## BEGIN Article

In the end, I have decided to explain how we arrived where we are: a place where instruction sets no longer matter.

Introduction

This article is largely based on interviews I conducted with both Robert Garner and Peter Capek.

Robert Garner, of course, developed both the Xerox Star and the Sun SPARC 4/200 in his years at Xerox and Sun. He was involved in many more SPARC projects at Sun. He is currently at IBM's Alameda facility and codeveloped the IceCube brick-based 3d scalable server. He manages the group responsible for the RAID stack for GPFS. He is also currently leading the team that has restored two IBM 1401s for the Computer History Museum.

He was gracious enough to spend several hours with me discussing his thoughts on years of developing both CISC and RISC systems and gave me a tour of IBM's research facility.

He was the final speaker on the CS185C Computer History lecture circuit. All the lectures were recorded.
Find it here: http://www.cs.sjsu.edu/~mak/SpeakerSeries/index.html

Peter Capek worked with John Cocke at IBM during the 1970's. Before retiring he worked on the design of the Cell Processor jointly developed between IBM and Sony for the PlayStation 3 home console system. He says that it's the 8 SPEs that give the Cell Processor it's number crunching power not it's RISC instruction set--which is still pretty complex, by the way.

Peter was kind enough to field some questions over the phone on a Sunday afternoon. It is truly too bad that he doesn't live in the Bay Area because I believe the lecture hall would have been packed for one of the designers of the PS3's Cell Processor.

## END Article

Short task » In the article on instruction sets, what does Peter Capek credit with giving the Cell Processor its number-crunching power?

## BEGIN Information shown

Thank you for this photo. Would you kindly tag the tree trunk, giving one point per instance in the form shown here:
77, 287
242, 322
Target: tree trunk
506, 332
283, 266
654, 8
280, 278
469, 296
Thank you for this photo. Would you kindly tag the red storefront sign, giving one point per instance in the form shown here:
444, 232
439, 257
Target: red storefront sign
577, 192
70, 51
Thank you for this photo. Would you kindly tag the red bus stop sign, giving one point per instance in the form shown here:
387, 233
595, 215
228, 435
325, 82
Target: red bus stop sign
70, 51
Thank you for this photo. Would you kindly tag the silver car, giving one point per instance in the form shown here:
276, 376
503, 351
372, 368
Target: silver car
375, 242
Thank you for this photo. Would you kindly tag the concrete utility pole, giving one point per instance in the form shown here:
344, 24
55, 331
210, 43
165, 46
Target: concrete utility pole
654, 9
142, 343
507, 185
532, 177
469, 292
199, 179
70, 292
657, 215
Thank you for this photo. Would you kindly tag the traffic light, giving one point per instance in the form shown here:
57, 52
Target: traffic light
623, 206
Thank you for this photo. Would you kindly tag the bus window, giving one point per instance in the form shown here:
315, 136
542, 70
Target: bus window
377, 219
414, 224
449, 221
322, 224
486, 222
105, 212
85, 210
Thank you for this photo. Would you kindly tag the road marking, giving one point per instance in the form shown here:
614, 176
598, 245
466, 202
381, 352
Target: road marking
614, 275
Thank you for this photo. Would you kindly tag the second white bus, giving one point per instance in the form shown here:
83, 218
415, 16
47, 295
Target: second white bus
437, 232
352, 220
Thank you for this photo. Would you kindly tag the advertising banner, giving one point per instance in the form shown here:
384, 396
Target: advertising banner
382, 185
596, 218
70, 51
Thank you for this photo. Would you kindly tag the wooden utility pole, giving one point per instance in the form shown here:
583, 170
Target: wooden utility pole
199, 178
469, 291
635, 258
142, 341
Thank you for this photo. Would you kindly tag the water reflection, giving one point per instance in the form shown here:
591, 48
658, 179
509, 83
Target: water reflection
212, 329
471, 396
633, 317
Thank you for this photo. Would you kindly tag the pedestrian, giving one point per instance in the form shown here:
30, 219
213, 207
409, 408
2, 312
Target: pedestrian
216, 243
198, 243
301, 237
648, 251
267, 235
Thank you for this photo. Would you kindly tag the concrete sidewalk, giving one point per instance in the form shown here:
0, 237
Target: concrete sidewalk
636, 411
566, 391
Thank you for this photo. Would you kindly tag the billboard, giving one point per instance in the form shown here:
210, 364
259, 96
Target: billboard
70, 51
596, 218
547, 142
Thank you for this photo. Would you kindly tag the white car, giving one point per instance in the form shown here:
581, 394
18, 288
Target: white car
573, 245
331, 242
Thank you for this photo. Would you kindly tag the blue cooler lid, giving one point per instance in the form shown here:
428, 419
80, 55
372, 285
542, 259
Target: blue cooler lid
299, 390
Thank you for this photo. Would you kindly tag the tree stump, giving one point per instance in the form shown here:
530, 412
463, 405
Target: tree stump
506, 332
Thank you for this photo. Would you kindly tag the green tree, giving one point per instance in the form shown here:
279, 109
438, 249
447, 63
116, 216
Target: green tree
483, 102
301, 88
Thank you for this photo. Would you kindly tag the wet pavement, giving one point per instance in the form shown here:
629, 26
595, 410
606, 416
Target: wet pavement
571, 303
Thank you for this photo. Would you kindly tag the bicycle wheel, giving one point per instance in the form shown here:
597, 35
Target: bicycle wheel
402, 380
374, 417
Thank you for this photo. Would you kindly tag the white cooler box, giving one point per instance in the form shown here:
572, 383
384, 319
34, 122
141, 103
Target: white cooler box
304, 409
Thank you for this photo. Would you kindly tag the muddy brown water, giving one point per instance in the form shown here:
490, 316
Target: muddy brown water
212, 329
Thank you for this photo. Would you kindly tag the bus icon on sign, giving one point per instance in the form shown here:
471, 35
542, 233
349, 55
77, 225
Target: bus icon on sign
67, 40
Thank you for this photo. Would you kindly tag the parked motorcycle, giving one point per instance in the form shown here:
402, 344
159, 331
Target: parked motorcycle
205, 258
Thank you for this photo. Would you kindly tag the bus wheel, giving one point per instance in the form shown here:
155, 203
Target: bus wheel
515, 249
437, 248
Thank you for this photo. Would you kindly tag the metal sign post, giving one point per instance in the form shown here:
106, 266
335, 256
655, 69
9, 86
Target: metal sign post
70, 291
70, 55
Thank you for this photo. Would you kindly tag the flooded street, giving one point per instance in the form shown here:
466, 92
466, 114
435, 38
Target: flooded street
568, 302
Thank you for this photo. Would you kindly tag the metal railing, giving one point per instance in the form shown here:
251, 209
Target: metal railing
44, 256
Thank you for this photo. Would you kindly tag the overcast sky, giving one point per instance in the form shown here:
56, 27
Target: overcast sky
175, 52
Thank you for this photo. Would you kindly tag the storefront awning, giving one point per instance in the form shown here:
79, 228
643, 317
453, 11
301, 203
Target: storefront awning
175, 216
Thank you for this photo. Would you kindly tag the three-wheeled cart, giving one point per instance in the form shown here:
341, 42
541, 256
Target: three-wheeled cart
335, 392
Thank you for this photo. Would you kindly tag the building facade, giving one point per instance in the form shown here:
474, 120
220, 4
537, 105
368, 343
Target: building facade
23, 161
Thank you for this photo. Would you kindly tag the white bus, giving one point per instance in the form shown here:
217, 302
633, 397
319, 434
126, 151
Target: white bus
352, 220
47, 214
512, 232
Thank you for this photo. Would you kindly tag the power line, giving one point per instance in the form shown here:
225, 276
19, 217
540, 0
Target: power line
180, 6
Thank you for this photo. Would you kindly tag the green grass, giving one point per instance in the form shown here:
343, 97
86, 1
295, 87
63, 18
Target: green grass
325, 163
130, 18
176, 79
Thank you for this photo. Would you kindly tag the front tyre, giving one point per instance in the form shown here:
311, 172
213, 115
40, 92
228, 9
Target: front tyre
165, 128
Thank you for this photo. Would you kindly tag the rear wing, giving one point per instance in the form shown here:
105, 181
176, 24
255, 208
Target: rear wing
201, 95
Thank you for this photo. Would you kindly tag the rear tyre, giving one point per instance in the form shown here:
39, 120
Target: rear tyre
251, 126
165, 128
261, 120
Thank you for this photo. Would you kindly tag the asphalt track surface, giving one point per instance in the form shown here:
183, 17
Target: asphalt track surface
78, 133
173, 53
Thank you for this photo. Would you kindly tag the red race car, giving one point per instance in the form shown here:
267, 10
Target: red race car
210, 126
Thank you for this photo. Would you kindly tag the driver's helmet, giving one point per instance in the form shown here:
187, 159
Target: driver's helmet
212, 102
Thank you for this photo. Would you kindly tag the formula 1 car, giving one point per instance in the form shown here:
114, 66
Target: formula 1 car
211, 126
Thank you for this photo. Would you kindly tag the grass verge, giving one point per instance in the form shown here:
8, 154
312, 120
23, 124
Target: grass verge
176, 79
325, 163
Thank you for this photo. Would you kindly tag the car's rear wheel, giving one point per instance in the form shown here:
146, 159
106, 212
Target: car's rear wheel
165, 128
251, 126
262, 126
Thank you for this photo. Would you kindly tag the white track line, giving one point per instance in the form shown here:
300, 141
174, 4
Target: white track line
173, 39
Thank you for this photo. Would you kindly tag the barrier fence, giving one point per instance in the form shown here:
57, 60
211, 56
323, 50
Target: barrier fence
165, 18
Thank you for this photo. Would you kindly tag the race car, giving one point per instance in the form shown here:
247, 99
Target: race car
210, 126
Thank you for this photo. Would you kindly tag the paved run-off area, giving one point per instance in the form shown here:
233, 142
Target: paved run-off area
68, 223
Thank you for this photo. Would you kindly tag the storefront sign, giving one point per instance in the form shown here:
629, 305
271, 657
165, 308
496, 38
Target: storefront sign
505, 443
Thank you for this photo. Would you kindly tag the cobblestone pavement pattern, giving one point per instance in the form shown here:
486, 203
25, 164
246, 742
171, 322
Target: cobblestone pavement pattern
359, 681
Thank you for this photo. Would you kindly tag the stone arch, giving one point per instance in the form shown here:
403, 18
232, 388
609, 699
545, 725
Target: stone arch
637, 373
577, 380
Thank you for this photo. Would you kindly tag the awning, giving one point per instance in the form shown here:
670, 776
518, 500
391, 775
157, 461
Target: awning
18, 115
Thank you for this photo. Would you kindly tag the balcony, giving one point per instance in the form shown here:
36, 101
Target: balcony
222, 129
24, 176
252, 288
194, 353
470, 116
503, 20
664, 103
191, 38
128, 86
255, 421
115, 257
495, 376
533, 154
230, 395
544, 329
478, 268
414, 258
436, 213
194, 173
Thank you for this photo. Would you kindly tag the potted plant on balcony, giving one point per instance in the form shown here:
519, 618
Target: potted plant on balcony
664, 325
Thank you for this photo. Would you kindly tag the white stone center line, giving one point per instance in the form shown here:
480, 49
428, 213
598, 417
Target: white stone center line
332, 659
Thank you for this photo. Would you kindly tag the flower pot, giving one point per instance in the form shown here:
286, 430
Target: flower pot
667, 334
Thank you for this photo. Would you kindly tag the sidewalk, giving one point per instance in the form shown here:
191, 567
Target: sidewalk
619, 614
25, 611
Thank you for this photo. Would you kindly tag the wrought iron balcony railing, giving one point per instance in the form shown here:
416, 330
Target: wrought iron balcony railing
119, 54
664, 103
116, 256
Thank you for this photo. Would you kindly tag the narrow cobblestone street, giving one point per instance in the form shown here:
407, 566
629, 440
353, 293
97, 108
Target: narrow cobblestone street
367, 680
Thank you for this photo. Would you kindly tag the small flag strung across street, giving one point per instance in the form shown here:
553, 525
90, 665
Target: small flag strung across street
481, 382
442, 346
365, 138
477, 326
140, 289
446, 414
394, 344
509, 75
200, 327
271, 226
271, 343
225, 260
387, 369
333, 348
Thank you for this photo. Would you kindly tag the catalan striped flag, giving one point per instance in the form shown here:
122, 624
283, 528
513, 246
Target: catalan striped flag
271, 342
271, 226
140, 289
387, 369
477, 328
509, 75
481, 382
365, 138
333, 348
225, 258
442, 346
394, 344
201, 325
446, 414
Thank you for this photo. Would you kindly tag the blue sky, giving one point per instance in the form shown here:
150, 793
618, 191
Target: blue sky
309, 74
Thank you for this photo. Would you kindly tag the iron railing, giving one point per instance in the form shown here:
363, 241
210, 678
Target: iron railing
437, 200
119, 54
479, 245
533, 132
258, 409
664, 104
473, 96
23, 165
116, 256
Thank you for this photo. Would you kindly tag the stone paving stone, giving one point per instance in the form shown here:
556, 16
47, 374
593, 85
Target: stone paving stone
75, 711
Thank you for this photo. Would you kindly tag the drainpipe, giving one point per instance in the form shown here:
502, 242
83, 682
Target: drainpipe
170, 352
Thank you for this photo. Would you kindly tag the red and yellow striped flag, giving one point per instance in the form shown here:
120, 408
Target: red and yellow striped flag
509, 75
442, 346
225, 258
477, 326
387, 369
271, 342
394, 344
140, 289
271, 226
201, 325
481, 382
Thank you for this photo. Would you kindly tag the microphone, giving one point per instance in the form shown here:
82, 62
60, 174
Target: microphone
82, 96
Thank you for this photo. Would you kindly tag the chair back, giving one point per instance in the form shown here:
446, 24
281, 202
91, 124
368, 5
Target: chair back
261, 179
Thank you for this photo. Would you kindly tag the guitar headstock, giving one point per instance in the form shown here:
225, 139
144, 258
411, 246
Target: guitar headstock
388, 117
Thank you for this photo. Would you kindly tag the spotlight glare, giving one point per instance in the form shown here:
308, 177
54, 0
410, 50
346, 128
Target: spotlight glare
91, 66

## END Information shown

Completed exercise » Its 8 SPEs, not its RISC instruction set.